Exercise aim: Word for word, reproduce every line of the data.
════════════════════
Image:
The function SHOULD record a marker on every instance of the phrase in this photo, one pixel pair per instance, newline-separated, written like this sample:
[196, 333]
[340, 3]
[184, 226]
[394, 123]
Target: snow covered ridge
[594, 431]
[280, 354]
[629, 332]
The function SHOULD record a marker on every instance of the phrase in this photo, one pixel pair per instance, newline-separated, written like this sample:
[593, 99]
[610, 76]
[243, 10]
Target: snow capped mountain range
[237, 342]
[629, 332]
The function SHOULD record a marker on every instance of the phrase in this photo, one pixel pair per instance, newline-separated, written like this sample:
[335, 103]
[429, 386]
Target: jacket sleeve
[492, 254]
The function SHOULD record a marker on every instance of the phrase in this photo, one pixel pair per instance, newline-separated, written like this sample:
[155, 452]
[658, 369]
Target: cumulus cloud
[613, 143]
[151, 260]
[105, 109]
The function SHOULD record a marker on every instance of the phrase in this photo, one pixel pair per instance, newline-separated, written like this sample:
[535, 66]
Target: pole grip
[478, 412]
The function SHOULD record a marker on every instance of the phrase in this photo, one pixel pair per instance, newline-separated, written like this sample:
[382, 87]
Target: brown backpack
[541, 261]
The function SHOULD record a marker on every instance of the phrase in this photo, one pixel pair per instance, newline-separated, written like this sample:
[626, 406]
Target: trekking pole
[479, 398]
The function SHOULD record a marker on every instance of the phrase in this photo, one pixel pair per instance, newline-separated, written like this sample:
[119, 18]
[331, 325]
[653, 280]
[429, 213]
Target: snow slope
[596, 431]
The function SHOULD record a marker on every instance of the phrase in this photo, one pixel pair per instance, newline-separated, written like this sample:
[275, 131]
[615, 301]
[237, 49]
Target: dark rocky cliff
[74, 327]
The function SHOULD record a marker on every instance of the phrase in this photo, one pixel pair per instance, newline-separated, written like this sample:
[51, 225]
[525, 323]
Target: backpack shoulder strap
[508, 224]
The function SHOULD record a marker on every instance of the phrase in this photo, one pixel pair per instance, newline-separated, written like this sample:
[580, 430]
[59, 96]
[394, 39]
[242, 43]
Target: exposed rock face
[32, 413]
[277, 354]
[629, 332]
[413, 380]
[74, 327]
════════════════════
Solution:
Image:
The function SHOULD record a marker on every instance of the phrase in this photo, one pixel pair per instance, newline-separated, written like this sample:
[196, 333]
[340, 3]
[184, 226]
[394, 123]
Target: snow covered ridge
[594, 431]
[280, 354]
[629, 332]
The function SHOULD record a marker on every instance of the phrase in this photo, one pixel pair per instance, newline-separated, written like this sample:
[593, 99]
[610, 76]
[243, 10]
Target: snow capped mountain range
[237, 342]
[629, 332]
The function SHOULD record a marker on every instance of the phrase in this photo, one pixel pair per instance, newline-separated, written like this sample:
[335, 103]
[429, 386]
Target: jacket sleeve
[492, 254]
The function SHOULD record a marker on every instance of the phrase in this photo, one pixel pair per instance, newline-separated, written like this sample:
[155, 452]
[658, 369]
Target: cumulus cloud
[613, 143]
[151, 260]
[105, 109]
The function SHOULD record a marker on every instance of the phrase in this photo, one pixel pair per instance, newline-separated, written like this sample:
[535, 66]
Target: pole grip
[478, 412]
The function SHOULD record a marker on every instance of the phrase in this photo, one pixel pair per instance, newline-separated, written like this sample:
[382, 87]
Target: brown backpack
[541, 261]
The function SHOULD record a marker on every instance of the phrase in this photo, one pixel pair per instance, newline-separated, written like this sample:
[626, 406]
Target: trekking pole
[479, 398]
The function SHOULD record a marker on every instance of the phrase in this photo, one pixel pair per instance, newline-separated, written like this sample:
[119, 18]
[331, 325]
[653, 280]
[429, 213]
Target: snow slope
[596, 431]
The function SHOULD record a marker on every instance of the phrase in this photo, one pixel pair per instance, newline-separated, written like this sample:
[275, 131]
[615, 301]
[237, 49]
Target: dark rocky cliff
[74, 327]
The function SHOULD record a marker on every instance of the phrase in this photo, one pixel pair per instance, newline-separated, written like this sample:
[51, 225]
[525, 323]
Target: backpack shoulder strap
[508, 224]
The function SHOULD record a marker on every instance of the phrase in this photo, one pixel pair per instance, newline-separated, written like this sample:
[580, 430]
[59, 96]
[394, 39]
[242, 43]
Target: exposed rock face
[32, 413]
[277, 354]
[629, 332]
[413, 380]
[74, 327]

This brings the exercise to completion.